Data records
┄┄┄┄┄┄
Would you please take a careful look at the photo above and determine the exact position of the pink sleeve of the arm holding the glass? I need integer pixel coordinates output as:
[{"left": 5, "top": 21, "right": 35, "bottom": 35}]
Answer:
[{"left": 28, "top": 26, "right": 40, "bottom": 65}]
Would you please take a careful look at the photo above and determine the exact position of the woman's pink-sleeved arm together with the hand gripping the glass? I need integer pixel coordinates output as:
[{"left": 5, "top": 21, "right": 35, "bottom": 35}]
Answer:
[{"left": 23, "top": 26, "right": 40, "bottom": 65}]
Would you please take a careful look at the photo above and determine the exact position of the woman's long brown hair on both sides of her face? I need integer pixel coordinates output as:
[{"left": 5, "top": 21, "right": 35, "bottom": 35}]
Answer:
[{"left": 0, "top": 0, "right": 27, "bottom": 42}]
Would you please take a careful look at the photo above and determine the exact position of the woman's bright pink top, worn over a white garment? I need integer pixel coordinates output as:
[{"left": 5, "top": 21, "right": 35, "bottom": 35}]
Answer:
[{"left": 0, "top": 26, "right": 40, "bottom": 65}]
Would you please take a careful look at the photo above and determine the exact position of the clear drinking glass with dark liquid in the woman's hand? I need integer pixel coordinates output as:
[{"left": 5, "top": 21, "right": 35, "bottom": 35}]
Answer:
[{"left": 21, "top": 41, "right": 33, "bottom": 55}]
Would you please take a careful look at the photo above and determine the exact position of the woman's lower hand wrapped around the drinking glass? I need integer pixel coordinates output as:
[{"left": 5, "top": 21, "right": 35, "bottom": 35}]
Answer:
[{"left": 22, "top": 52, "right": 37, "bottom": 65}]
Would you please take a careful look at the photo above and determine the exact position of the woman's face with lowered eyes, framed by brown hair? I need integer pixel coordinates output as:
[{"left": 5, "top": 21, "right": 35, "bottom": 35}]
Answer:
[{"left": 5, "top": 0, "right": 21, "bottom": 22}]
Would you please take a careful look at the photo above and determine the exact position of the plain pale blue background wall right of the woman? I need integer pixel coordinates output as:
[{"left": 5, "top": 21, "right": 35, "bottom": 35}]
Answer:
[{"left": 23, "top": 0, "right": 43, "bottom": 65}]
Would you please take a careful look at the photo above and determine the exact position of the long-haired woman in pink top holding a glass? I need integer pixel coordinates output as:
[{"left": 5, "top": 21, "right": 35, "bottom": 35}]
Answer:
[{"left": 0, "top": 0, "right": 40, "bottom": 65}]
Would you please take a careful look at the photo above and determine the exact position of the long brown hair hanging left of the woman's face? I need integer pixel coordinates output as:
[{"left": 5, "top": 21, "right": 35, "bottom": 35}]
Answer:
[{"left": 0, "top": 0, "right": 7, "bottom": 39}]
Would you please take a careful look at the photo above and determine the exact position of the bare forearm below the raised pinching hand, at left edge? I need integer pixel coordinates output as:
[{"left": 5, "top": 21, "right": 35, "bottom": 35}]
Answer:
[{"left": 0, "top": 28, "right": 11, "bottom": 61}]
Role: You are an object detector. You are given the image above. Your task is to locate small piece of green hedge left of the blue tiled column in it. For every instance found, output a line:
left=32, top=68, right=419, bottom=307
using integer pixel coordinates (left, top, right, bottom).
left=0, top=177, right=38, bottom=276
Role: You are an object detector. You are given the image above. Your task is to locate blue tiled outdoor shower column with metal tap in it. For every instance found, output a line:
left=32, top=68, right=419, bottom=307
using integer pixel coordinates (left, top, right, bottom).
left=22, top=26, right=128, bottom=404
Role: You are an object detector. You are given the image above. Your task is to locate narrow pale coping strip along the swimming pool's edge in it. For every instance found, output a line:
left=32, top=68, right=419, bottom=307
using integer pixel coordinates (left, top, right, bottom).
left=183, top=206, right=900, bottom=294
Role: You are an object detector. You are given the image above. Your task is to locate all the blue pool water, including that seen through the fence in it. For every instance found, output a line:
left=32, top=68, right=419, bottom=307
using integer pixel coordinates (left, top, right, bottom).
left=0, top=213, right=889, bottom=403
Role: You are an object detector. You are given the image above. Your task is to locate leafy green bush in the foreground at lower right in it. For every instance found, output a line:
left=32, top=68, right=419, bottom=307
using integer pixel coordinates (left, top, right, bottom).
┄┄┄┄┄┄
What is required ▸ Every entry above must be reproduced exactly.

Task solution ▸
Would you please take a careful look at the photo above and determine the exact position of the pink sleeve of the arm holding the glass? I need integer pixel coordinates output as:
[{"left": 5, "top": 21, "right": 35, "bottom": 35}]
Answer:
[{"left": 28, "top": 26, "right": 40, "bottom": 65}]
Would you please take a careful look at the photo above and determine the exact position of the woman's pink-sleeved arm together with the hand gripping the glass? I need integer pixel coordinates output as:
[{"left": 5, "top": 21, "right": 35, "bottom": 35}]
Answer:
[{"left": 23, "top": 26, "right": 40, "bottom": 65}]
Would you please take a careful look at the photo above and determine the exact position of the woman's long brown hair on both sides of her face? I need integer pixel coordinates output as:
[{"left": 5, "top": 21, "right": 35, "bottom": 35}]
Answer:
[{"left": 0, "top": 0, "right": 27, "bottom": 42}]
Would you please take a careful look at the photo above and determine the exact position of the woman's bright pink top, worn over a white garment? I need integer pixel coordinates output as:
[{"left": 5, "top": 21, "right": 35, "bottom": 35}]
Answer:
[{"left": 0, "top": 26, "right": 40, "bottom": 65}]
Would you please take a careful look at the photo above and determine the exact position of the clear drinking glass with dark liquid in the woman's hand? I need integer pixel coordinates output as:
[{"left": 5, "top": 21, "right": 35, "bottom": 35}]
Answer:
[{"left": 21, "top": 41, "right": 33, "bottom": 55}]
Would you please take a careful look at the photo above and determine the exact position of the woman's lower hand wrapped around the drinking glass? I need integer pixel coordinates output as:
[{"left": 5, "top": 21, "right": 35, "bottom": 35}]
Answer:
[{"left": 22, "top": 52, "right": 37, "bottom": 65}]
Would you please take a careful look at the photo above and determine the exact position of the woman's face with lowered eyes, framed by brown hair? I need integer pixel coordinates output as:
[{"left": 5, "top": 21, "right": 35, "bottom": 35}]
Answer:
[{"left": 5, "top": 0, "right": 21, "bottom": 22}]
Would you please take a careful look at the photo above and determine the exact position of the plain pale blue background wall right of the woman? I need integer pixel coordinates output as:
[{"left": 5, "top": 21, "right": 35, "bottom": 35}]
Answer:
[{"left": 23, "top": 0, "right": 43, "bottom": 65}]
Would you please take a careful look at the photo above and determine the exact position of the long-haired woman in pink top holding a glass? I need integer pixel coordinates output as:
[{"left": 5, "top": 21, "right": 35, "bottom": 35}]
Answer:
[{"left": 0, "top": 0, "right": 40, "bottom": 65}]
Would you please take a careful look at the photo above and determine the exact position of the long brown hair hanging left of the woman's face? I need integer pixel coordinates output as:
[{"left": 5, "top": 21, "right": 35, "bottom": 35}]
Answer:
[{"left": 0, "top": 0, "right": 7, "bottom": 39}]
Would you please take a careful look at the photo above and determine the exact position of the bare forearm below the raised pinching hand, at left edge? I need integer pixel coordinates output as:
[{"left": 5, "top": 21, "right": 35, "bottom": 35}]
Answer:
[{"left": 0, "top": 28, "right": 11, "bottom": 61}]
Role: You are an object detector. You are given the image above. Your task is to locate small piece of green hedge left of the blue tiled column in it. For every instance found, output a line:
left=32, top=68, right=419, bottom=307
using integer pixel coordinates (left, top, right, bottom).
left=0, top=177, right=38, bottom=276
Role: You are an object detector. You are given the image above. Your task is to locate blue tiled outdoor shower column with metal tap in it. For every instance found, output a line:
left=32, top=68, right=419, bottom=307
using integer pixel coordinates (left, top, right, bottom).
left=22, top=26, right=128, bottom=404
Role: You are an object detector. You are given the image above. Your task is to locate narrow pale coping strip along the swimming pool's edge in it. For every instance found, output a line:
left=32, top=68, right=419, bottom=307
using integer pixel coordinates (left, top, right, bottom).
left=183, top=206, right=900, bottom=294
Role: You are an object detector. You are given the image above. Your task is to locate all the blue pool water, including that seen through the fence in it. For every instance found, output a line:
left=32, top=68, right=419, bottom=307
using integer pixel coordinates (left, top, right, bottom).
left=0, top=213, right=889, bottom=403
Role: You are an object detector. You are given the image above. Your task is to locate leafy green bush in the foreground at lower right in it. For every instance found, output a line:
left=32, top=68, right=419, bottom=307
using integer pixel coordinates (left, top, right, bottom).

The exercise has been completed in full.